Look below and pull out each line with the word "order".

━━━

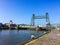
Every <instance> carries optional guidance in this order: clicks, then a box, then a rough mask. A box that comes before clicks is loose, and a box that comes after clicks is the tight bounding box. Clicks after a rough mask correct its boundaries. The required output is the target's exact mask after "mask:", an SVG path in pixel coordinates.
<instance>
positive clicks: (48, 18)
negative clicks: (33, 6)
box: [31, 12, 51, 31]
mask: <svg viewBox="0 0 60 45" xmlns="http://www.w3.org/2000/svg"><path fill="white" fill-rule="evenodd" d="M35 19H46V29H47V30H48V31H51V24H50V20H49V15H48V13H47V12H46V14H45V16H35V14H33V16H32V19H31V25H32V26H35Z"/></svg>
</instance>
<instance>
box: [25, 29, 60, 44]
mask: <svg viewBox="0 0 60 45" xmlns="http://www.w3.org/2000/svg"><path fill="white" fill-rule="evenodd" d="M25 45H60V29H55V30H53V31H51V32H50V33H49V34H46V35H44V36H42V37H40V38H38V39H36V40H33V41H31V42H29V43H27V44H25Z"/></svg>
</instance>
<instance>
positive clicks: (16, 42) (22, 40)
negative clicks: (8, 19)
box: [0, 30, 44, 45]
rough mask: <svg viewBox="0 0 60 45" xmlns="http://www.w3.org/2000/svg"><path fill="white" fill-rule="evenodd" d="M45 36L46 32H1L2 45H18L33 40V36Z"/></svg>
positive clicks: (0, 35) (2, 31)
mask: <svg viewBox="0 0 60 45" xmlns="http://www.w3.org/2000/svg"><path fill="white" fill-rule="evenodd" d="M42 34H44V31H39V32H37V31H30V30H19V31H18V30H2V31H0V45H17V44H18V43H22V42H25V41H28V40H30V39H31V35H34V36H36V37H38V36H40V35H42Z"/></svg>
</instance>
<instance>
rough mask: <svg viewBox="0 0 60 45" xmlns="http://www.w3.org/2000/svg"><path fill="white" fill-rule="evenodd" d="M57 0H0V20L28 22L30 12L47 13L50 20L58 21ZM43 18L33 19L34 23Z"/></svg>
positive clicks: (58, 9) (52, 23) (52, 20)
mask: <svg viewBox="0 0 60 45" xmlns="http://www.w3.org/2000/svg"><path fill="white" fill-rule="evenodd" d="M59 5H60V1H59V0H0V22H2V23H7V22H9V21H10V20H13V22H14V23H17V24H30V23H31V18H32V14H33V13H34V14H35V15H36V16H39V15H40V16H41V15H45V13H46V12H48V14H49V18H50V22H51V23H52V24H54V23H60V21H59V19H60V6H59ZM44 22H45V19H43V20H42V21H41V20H39V19H38V20H35V23H36V24H37V23H38V24H40V23H44Z"/></svg>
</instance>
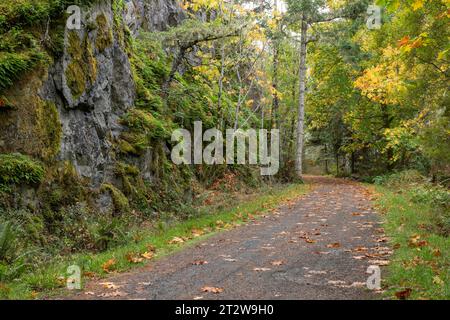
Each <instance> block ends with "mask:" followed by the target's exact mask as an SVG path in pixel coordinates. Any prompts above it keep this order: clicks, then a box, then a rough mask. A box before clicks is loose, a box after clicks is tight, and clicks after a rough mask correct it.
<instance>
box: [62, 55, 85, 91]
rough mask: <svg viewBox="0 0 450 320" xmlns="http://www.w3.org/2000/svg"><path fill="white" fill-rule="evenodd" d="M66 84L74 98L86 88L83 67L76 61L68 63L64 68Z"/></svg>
mask: <svg viewBox="0 0 450 320" xmlns="http://www.w3.org/2000/svg"><path fill="white" fill-rule="evenodd" d="M65 74H66V81H67V85H68V86H69V88H70V91H71V92H72V95H73V97H74V98H75V99H78V98H79V97H80V96H81V95H82V94H83V92H84V91H85V90H86V79H85V76H86V75H85V73H84V70H83V67H82V66H81V65H80V64H79V62H77V61H72V62H71V63H69V65H68V66H67V69H66V72H65Z"/></svg>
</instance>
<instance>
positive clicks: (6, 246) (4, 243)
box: [0, 221, 14, 261]
mask: <svg viewBox="0 0 450 320" xmlns="http://www.w3.org/2000/svg"><path fill="white" fill-rule="evenodd" d="M13 241H14V233H13V231H12V229H11V223H10V222H9V221H7V222H4V223H0V261H4V260H6V258H7V256H8V253H9V251H10V250H11V248H12V244H13Z"/></svg>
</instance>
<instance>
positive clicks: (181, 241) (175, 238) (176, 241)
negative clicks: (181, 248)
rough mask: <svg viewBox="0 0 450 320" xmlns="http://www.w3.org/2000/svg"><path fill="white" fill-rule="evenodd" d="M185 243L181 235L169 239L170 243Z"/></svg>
mask: <svg viewBox="0 0 450 320" xmlns="http://www.w3.org/2000/svg"><path fill="white" fill-rule="evenodd" d="M181 243H184V239H183V238H180V237H174V238H173V239H172V240H170V241H169V244H181Z"/></svg>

━━━

*Task output:*
Every <instance> carries optional guidance in this order: clicks, then a box, then a rough mask. A box that comes before clicks is loose, and a box that comes after clicks is the tight bounding box. Clicks after a rough mask correct its boundaries. The required output is the target's exact mask after "mask:", an SVG path in pixel coordinates.
Each <instance> block ends with "mask:" followed by the target's exact mask as an SVG path in pixel coordinates. Any prompts above it keep this order: clicks, then a box, then a rough mask. A box before clicks is loose, a box after clicks is tight, and clicks after a rough mask correct it.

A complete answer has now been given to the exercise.